** What you need to do **
Reproduce the passage on domino effect prevention and mitigation measures word for word, from "Prevention and mitigation" up to and including "and emergency measures.".

** Text excerpt **
Start of Block
Prevention and mitigation measures
To prevent the occurrence of domino effect accidents or mitigate the consequences of domino effect accidents, there are three main principles. On the one hand, we can reduce the likelihood of primary events; on the other hand, we can prevent the escalation of primary events. Besides, when it is inevitable to prevent domino effect accidents, we can mitigate the consequences of domino effects by preventing the further escalation of accidents. Safety barriers are always used to prevent domino effects and mitigate their consequences. Safety barriers used for protecting chemical industrial areas from domino effects consist of active protection measures; passive protection measures, and procedural and emergency measures.

Active protection measures
Active protection measures which need power or external activation to trigger the protection action can be used to (i) suppress fire, such as water/foam sprinklers and (ii) isolate process unit using equipment such as emergency shutdown (ESD) systems. An active protection measure usually consists of three elements: (i) a detection system, (ii) a treatment system, and (iii) an actuation system. In order to ensure the performance of active protection measures, all the above three elements should be inactive, otherwise, the protection does not work.

Passive protection measures
Different from active protection measures, no external activation is needed for passive protection measures. As a result, passive protection measures may be more reliable than active protection measures. Fireproof coating is a commonly-used passive protection measure utilized to isolate chemical vessels from heat radiation induced by external fire. In that case, the time to failure of vessels can be delayed, providing more time for emergency response actions to extinguish the fire. Besides fireproof coating, pressure relief valves are an example of a passive protection measure used to protect pressurized vessels from overpressure.

Procedural and emergency measures
Procedural actions are these operating procedures that can be used to prevent the escalation of both unintentional and intentional domino effects. Emergency measures include internal emergency actions and external emergency response force. Emergency response procedures in chemical plants play an important role in protecting employees, installations, and other civilians nearby. In terms of domino effects, an emergency response such as firefighting can effectively prevent the escalation of accidents by reducing heat radiation and isolating undamaged vessels, thus preventing domino effects or mitigating their consequences. Since the starting of emergency response actions need a period of time, and emergency resources are typically limited, the optimization of emergency procedures and emergency resource allocation is essential for the prevention of domino effects.
End of Block
Dataset entries:
Start of Block
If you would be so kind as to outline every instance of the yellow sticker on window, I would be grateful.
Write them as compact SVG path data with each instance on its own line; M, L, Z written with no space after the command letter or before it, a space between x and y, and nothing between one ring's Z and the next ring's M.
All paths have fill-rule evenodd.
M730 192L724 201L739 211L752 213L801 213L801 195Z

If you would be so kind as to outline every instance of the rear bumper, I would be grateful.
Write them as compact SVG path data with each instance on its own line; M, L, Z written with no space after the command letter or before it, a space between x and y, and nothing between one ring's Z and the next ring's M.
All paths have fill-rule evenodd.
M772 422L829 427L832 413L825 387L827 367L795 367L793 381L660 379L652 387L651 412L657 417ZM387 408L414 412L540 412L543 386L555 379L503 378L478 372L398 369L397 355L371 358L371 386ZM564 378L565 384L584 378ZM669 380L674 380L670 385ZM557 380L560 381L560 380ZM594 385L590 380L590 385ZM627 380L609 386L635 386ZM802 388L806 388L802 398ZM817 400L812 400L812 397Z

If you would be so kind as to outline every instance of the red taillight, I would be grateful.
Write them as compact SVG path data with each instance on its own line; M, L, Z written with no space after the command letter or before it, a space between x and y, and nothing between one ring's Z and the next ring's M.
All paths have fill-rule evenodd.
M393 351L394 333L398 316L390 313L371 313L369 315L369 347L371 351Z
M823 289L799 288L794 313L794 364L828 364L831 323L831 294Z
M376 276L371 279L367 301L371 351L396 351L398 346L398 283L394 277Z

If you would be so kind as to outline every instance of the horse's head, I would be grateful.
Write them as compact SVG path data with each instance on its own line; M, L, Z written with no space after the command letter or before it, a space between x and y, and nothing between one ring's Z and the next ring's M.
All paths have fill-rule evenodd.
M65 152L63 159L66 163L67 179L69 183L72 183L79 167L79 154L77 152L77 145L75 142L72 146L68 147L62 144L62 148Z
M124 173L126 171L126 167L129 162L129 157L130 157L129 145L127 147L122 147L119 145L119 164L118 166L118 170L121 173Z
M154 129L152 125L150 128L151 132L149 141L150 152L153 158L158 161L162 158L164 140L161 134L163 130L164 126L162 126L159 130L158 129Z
End of Block
** Response to this task **
Prevention and mitigation measures
To prevent the occurrence of domino effect accidents or mitigate the consequences of domino effect accidents, there are three main principles. On the one hand, we can reduce the likelihood of primary events; on the other hand, we can prevent the escalation of primary events. Besides, when it is inevitable to prevent domino effect accidents, we can mitigate the consequences of domino effects by preventing the further escalation of accidents. Safety barriers are always used to prevent domino effects and mitigate their consequences. Safety barriers used for protecting chemical industrial areas from domino effects consist of active protection measures; passive protection measures, and procedural and emergency measures.